Begin

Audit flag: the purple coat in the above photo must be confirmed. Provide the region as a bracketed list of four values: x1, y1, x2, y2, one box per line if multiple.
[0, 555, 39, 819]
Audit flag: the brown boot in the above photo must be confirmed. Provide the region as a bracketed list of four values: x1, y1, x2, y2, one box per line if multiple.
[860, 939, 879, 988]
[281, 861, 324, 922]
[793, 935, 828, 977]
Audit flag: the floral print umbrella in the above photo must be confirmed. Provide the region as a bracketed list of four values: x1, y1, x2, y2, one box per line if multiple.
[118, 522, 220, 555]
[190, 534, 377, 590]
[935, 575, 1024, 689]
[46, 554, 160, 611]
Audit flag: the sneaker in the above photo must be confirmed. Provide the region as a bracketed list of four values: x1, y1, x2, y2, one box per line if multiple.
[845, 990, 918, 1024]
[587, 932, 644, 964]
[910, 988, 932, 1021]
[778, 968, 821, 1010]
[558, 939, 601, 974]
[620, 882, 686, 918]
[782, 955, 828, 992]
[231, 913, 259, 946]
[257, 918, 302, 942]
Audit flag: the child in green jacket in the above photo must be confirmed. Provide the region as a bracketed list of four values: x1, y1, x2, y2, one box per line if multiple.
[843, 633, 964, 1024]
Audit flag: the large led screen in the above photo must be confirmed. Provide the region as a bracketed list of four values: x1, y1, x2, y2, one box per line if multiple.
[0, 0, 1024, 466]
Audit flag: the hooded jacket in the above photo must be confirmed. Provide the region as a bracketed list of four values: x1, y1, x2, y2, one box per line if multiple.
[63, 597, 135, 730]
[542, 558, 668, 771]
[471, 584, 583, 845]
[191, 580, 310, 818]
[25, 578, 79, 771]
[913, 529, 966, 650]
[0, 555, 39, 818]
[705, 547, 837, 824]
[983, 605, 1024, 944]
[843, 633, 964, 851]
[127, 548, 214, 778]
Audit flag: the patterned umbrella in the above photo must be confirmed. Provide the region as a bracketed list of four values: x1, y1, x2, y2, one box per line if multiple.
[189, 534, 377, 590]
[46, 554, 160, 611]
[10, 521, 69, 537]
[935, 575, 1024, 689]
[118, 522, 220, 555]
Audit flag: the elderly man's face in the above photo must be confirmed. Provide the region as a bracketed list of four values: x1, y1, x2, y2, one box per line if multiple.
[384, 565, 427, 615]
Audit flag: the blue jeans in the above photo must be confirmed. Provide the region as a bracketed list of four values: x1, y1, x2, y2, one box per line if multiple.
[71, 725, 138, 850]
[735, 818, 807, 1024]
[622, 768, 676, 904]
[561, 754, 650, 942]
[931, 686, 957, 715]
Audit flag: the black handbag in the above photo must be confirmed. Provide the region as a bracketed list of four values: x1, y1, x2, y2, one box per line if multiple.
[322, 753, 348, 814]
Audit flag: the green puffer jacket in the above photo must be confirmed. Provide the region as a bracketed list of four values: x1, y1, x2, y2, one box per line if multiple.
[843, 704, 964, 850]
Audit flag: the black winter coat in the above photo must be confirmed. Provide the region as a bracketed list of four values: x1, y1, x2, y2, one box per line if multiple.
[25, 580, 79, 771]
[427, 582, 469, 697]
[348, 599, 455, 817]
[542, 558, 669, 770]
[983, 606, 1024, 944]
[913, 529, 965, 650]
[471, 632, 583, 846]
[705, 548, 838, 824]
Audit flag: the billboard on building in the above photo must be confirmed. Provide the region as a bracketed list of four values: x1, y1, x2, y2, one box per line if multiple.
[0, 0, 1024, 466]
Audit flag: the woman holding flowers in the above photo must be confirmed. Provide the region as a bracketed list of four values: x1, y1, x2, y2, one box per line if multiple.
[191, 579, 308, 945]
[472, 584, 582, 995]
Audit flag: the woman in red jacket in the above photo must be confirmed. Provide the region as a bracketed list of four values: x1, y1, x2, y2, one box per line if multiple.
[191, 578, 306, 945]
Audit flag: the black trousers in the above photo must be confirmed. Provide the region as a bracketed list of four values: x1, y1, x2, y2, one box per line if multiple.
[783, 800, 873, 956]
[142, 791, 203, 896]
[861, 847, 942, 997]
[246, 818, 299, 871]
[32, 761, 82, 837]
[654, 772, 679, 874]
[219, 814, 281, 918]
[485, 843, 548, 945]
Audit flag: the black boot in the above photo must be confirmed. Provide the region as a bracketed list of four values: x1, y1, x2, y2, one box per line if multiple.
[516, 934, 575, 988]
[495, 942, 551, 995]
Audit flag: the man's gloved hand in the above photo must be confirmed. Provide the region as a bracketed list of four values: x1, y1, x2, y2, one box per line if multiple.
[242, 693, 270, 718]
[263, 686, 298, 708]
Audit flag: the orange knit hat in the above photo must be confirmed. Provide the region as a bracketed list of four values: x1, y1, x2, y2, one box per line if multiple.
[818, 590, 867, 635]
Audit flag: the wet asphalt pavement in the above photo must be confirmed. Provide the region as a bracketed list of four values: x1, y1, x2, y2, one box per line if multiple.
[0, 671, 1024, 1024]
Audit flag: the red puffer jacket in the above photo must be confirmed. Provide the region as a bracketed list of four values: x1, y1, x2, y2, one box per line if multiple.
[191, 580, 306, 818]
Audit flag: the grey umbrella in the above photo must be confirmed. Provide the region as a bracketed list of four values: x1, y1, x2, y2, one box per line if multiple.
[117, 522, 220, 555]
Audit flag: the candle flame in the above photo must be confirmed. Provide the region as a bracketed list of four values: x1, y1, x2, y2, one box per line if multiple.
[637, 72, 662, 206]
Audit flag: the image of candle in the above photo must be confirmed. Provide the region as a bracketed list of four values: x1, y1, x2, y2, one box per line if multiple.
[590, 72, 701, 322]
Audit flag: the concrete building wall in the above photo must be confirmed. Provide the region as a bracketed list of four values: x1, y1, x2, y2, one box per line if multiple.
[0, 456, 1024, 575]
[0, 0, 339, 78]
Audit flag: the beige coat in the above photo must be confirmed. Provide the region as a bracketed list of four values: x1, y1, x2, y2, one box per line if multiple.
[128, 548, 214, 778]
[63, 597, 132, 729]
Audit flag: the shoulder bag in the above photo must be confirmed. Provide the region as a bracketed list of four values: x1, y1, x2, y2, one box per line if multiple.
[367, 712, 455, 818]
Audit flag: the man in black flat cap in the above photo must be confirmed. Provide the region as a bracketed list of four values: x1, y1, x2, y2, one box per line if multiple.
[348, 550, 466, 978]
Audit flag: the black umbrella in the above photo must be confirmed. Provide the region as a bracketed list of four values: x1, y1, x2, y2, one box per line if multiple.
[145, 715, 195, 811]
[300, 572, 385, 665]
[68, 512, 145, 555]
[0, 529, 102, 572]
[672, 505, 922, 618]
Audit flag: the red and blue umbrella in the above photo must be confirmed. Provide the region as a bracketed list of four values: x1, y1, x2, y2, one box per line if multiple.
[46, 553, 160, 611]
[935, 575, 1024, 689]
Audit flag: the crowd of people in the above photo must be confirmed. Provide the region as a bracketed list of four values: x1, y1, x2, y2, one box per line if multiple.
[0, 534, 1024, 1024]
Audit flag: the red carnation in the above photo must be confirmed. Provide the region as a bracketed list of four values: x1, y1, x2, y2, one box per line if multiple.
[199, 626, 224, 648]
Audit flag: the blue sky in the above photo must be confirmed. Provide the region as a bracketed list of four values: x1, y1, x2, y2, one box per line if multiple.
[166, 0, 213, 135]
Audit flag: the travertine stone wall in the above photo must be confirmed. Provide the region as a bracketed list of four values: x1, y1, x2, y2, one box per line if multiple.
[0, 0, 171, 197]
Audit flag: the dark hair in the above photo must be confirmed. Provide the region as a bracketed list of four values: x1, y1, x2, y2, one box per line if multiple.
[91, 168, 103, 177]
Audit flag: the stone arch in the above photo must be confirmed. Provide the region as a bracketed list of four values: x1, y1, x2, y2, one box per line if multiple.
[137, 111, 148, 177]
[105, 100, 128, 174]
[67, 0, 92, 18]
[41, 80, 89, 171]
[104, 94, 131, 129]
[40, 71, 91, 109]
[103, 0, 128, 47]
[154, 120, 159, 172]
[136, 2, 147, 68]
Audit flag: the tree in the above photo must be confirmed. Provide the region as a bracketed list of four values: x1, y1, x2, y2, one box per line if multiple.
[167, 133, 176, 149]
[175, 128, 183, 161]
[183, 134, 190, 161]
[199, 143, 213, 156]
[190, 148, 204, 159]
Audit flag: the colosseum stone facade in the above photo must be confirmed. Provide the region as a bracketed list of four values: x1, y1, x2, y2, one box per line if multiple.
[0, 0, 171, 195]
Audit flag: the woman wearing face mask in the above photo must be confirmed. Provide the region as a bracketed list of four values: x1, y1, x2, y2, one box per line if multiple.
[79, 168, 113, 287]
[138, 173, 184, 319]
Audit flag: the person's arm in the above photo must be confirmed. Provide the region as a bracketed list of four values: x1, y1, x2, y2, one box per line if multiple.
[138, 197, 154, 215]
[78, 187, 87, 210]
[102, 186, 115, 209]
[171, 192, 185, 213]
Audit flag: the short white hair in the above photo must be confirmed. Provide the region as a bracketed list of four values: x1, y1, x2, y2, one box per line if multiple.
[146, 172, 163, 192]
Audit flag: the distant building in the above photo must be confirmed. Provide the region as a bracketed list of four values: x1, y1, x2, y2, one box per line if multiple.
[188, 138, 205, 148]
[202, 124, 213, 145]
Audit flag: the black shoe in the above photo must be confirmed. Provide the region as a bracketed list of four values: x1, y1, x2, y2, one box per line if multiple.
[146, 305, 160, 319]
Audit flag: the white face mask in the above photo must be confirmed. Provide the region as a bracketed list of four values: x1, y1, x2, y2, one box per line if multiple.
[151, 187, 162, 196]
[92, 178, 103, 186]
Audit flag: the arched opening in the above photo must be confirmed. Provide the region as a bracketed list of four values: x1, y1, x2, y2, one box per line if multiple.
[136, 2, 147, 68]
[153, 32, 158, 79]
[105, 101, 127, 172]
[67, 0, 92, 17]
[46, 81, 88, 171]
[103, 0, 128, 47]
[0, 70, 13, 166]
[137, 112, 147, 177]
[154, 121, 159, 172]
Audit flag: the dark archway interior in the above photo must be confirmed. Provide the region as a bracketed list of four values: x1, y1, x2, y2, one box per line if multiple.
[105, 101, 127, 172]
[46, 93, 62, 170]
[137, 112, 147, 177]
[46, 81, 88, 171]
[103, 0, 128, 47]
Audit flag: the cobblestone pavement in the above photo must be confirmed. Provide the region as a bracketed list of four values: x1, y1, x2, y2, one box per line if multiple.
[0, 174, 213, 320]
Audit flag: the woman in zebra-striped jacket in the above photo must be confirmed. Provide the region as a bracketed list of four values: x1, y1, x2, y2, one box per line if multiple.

End

Problem >>
Put the lines above, from the one containing "Audit flag: the tree" through the one containing "[190, 148, 204, 159]", both included, into a numbered list, leaving out any blank lines.

Solution for this problem >>
1. Audit flag: the tree in the above photo must be confirmed. Provide the region as a bracketed list of four values: x1, y1, x2, y2, one box per line if multiple.
2. [167, 133, 176, 149]
3. [175, 128, 183, 161]
4. [183, 134, 190, 161]
5. [199, 143, 213, 156]
6. [190, 148, 204, 159]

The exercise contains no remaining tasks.